課題 1:
次の(a)〜(c)は、プラスチック問題についての本文と合っていますか。それぞれ「はい」か「いいえ」で答え、決め手となる本文の語句をそのまま引用してください。
(a) これまでに生産されたプラスチックは約83億トンを超える。
(b) 廃棄されたプラスチックのうち、リサイクルされたのは79%である。
(c) プラスチックの主な原料は石油である。
課題 2:
プラスチック問題についての本文を、最後の文に続けて書き進めてください。

しかし、主な原料は化石燃料の石油であり、丈夫さゆえに自然環境で分解されるまでに長い年月を要することから、今では気候変動や海洋汚染といった問題の要因として槍玉に挙げられている。
日本を含む世界各国でプラスチックの規制が進み、社会はプラスチックを諸悪の根源のように扱っているが、本当にそれで根本的な問題解決につながるのだろうか。
あえてプラスチックのポジティブな側面に目を向けることで、問題の本質に迫る。
プラスチック問題の現状
まずはプラスチック問題の現状を見てみよう。
今までに約83億トンを超えるプラスチックが生産され、そのうちの63億トン以上がごみとして廃棄されたが、いまだにたった9%しかリサイクルされておらず、79%は手つかずの状態となっている。

掲載エントリ:
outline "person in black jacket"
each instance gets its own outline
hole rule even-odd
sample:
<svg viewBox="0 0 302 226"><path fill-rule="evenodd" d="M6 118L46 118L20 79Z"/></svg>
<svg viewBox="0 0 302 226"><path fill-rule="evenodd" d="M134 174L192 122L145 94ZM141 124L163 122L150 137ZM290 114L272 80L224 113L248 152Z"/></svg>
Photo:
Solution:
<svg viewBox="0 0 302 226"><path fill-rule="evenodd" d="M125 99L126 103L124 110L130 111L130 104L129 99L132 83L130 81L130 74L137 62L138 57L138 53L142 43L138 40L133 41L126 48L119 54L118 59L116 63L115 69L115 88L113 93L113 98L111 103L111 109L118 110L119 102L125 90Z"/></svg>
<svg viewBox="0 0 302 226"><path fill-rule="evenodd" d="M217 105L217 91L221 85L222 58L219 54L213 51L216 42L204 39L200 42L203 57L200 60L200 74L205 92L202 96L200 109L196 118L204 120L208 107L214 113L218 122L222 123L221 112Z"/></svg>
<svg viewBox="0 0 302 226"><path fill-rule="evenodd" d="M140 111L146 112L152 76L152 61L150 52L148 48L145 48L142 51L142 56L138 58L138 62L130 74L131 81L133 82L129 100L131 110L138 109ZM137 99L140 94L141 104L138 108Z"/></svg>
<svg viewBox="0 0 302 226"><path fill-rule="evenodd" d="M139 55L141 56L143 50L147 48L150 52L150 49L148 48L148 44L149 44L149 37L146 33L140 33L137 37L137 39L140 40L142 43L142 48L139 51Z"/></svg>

回答 1:
(a) はい。「今までに約83億トンを超えるプラスチックが生産され」
(b) いいえ。「いまだにたった9%しかリサイクルされておらず、79%は手つかずの状態となっている」
(c) はい。「主な原料は化石燃料の石油であり」

回答 2:
毎年約800万トンものプラスチックが海に流れ出ており、地球の海を漂うプラスチックは合計で1.5億トン。
このままでは、2050年までに海洋プラスチックの総重量が魚の総重量を超えると予測されている。
増加し続けるプラスチックによって地球が危機的状況にあり、世界中で対策が急がれているのだ。
なぜプラスチックが生まれたのか
一説によると、プラスチックが初めて実用化されたのは、ビリヤードの玉だといわれている。
当時ビリヤードの球は象牙からできており、毎年少なくとも45万3000kgもの象牙が消費されていた。
象の絶滅を心配した会社が賞金1万ドルをかけて代替素材を公募した際、印刷工ジョン・ウェズリー・ハイアットが最初の工業用プラスチック「セルロイド」を発明。
もともとは「象を守るため」という動物愛護的な理由で開発された素材なのだ。
新型コロナウイルスの感染防止に活躍
新型コロナウイルスの感染防止のために用いられるマスク、フェイスガード、アクリル板、テイクアウト用の容器などは、ほとんどがプラスチックを原料としている。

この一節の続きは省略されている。